** PROVIDED INFORMATION **

◆ ◆ ◆ ◆ ◆

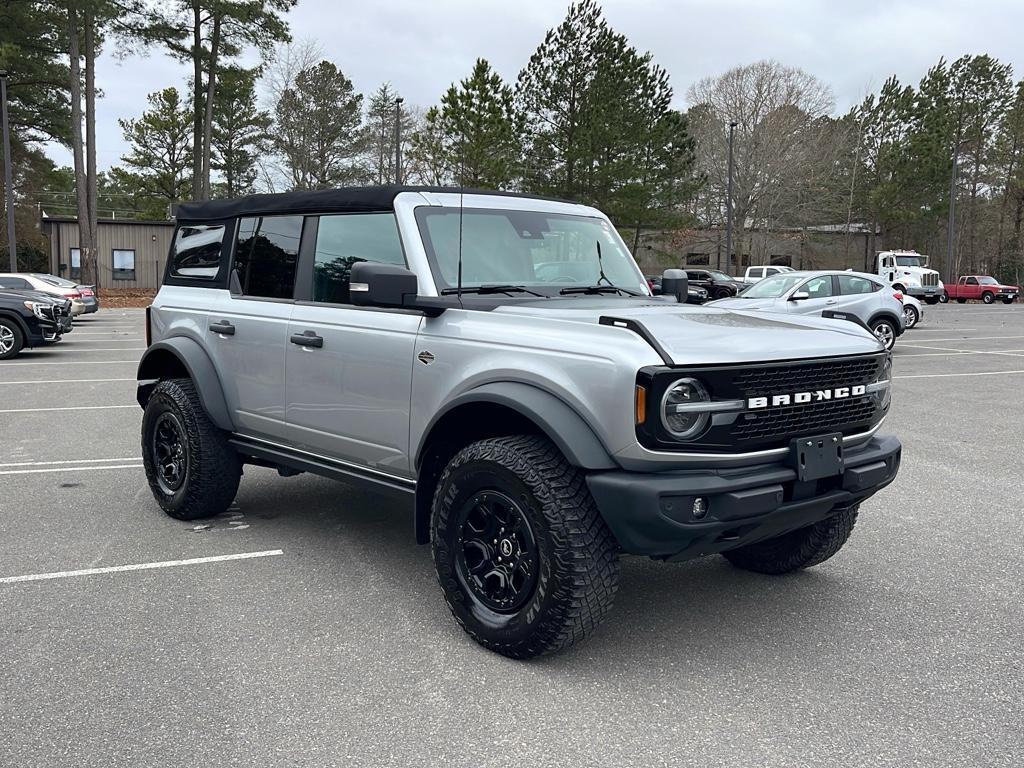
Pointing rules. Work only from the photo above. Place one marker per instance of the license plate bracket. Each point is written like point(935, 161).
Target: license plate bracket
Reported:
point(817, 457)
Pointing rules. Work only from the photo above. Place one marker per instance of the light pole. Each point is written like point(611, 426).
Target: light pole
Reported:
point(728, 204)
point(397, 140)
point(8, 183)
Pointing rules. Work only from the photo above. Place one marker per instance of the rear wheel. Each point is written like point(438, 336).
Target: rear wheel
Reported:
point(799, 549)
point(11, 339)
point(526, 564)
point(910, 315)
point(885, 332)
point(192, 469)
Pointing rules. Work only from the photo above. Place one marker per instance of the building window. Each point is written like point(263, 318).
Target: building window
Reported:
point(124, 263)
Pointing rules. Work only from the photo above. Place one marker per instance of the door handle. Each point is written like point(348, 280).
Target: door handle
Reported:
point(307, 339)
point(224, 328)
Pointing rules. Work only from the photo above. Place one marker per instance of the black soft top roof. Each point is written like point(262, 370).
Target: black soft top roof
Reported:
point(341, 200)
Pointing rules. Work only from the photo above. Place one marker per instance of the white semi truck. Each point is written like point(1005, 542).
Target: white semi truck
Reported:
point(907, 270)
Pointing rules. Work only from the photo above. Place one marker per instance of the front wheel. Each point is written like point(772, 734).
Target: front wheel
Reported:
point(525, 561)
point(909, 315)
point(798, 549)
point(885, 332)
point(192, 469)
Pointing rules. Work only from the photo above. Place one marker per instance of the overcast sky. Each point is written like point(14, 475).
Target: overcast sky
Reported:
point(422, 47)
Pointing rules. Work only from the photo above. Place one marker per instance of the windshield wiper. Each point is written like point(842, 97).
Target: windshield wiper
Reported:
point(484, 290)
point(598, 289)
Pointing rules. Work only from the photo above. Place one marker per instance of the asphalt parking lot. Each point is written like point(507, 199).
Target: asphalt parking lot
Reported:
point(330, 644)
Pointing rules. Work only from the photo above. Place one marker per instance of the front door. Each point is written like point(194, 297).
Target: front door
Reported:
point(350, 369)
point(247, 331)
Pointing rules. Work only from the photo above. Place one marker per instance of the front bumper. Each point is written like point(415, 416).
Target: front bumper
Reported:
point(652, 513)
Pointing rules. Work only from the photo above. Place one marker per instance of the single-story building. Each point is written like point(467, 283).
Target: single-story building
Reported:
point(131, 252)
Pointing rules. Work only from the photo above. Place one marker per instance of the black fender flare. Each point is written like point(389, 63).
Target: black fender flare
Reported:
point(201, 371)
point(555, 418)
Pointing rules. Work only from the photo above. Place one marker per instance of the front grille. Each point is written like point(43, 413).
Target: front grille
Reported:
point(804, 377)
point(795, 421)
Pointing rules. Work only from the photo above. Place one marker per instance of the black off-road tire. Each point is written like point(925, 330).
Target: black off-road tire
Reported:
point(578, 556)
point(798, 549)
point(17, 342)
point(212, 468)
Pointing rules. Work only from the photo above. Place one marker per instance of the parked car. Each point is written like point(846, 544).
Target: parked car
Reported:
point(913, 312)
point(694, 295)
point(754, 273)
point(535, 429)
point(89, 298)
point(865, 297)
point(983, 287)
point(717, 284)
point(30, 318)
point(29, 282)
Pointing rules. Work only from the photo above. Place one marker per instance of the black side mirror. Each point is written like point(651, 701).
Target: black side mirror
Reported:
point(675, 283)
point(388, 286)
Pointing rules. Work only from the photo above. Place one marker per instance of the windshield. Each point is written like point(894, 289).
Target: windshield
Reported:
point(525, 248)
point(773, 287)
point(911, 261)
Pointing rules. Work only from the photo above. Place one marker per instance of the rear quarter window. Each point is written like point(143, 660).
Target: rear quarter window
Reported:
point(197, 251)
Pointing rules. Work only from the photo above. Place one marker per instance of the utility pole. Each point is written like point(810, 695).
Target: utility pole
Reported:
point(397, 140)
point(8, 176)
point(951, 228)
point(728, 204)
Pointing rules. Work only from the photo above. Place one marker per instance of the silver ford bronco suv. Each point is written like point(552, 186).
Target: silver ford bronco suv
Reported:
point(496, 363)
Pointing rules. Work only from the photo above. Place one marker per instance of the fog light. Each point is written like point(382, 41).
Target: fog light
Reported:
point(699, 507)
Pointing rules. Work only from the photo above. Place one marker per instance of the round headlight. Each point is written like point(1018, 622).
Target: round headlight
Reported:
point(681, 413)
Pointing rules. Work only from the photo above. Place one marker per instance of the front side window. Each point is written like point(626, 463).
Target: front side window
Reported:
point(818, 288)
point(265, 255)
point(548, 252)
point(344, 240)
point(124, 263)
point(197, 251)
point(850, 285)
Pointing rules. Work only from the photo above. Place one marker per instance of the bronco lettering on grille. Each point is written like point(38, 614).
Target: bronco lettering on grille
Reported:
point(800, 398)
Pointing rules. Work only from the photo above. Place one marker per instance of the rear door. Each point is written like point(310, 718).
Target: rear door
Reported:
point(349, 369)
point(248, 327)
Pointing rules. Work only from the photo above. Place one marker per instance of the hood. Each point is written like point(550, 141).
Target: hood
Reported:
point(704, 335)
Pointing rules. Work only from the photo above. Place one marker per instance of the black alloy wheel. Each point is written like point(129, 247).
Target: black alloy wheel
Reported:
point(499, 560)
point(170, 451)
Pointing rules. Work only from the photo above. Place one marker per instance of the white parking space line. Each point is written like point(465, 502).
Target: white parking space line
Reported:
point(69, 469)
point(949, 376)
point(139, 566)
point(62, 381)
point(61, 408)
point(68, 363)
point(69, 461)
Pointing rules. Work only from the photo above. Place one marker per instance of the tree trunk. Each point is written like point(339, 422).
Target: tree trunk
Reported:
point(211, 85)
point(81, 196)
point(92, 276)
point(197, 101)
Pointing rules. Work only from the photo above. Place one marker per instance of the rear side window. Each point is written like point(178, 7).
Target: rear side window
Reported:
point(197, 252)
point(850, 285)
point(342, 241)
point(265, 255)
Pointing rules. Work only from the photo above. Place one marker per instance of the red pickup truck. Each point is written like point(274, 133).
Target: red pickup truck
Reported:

◆ ◆ ◆ ◆ ◆

** WHAT TO PRODUCE **
Reproduce the lines from the line containing "like point(348, 280)." up to and including the line containing "point(247, 331)", replacing "Reported" with "Marked" and leaving everything else unchanged.

** ANSWER **
Pointing rules. Work only from the photo above. Place one marker per instance of the door handle. Each point is written like point(348, 280).
Target: door handle
Marked:
point(307, 339)
point(224, 328)
Pointing rules. Work only from the photo above. Place one marker per instance of the black soft top roof. Each point is written like point(262, 370).
Target: black soft top roof
Marked:
point(341, 200)
Pointing rules. Work only from the photo above. Place one marker per instance of the white semi truck. Each point is written like point(1005, 542).
Target: white semi truck
Marked:
point(907, 270)
Pointing rules. Work only from the photo above. Place one marker per instance of the front wheel. Each point is written like point(772, 734).
Target: front wheel
Marked:
point(525, 561)
point(909, 315)
point(798, 549)
point(885, 332)
point(192, 469)
Pointing rules. Work only from the photo above. Place one marker per instance of the overcast sky. Each point is written like point(14, 475).
Target: overcast sky
Marked:
point(422, 47)
Pointing rules. Work only from the photo above. Place one marker per instance of the windshield wiper. Each point is written like point(842, 97).
Target: windshield wiper
Marked:
point(484, 290)
point(598, 289)
Pointing rules. Work only from the photo above. Place one marker per instance of the asphalt parking lot. Each point is written like point(507, 199).
Target: asphalt parking lot
Marked:
point(330, 644)
Pointing rules. Work only from the photo above. Place one marker per instance of the front door. Each point is written like point(194, 297).
Target: front door
Marked:
point(350, 369)
point(247, 331)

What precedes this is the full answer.